STATED TASK -
Report, in full, every line of the items below that contains the word "beach".

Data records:
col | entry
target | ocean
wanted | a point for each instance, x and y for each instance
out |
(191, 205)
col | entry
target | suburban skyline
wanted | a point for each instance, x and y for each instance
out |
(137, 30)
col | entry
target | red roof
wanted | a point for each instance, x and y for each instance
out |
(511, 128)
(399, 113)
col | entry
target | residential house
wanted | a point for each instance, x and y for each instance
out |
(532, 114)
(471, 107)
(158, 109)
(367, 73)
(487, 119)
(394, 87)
---
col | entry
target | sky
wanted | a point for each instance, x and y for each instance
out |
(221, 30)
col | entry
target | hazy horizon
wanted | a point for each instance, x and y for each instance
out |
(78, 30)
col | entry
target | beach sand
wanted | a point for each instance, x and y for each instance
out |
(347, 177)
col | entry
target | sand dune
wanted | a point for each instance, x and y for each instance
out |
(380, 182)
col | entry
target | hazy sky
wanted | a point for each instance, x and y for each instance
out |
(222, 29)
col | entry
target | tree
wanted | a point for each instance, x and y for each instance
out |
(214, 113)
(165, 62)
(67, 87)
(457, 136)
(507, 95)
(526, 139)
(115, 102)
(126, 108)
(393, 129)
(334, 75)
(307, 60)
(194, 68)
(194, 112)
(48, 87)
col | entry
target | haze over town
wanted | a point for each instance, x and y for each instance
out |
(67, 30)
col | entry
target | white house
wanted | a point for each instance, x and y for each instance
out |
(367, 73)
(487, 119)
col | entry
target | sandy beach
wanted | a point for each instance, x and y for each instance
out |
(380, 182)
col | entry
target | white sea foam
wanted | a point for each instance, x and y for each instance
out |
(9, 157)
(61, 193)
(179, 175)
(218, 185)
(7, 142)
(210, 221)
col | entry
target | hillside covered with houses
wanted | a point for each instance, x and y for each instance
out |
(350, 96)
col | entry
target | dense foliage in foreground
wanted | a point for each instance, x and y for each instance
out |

RIGHT ANSWER -
target | beach sand
target | sandy beach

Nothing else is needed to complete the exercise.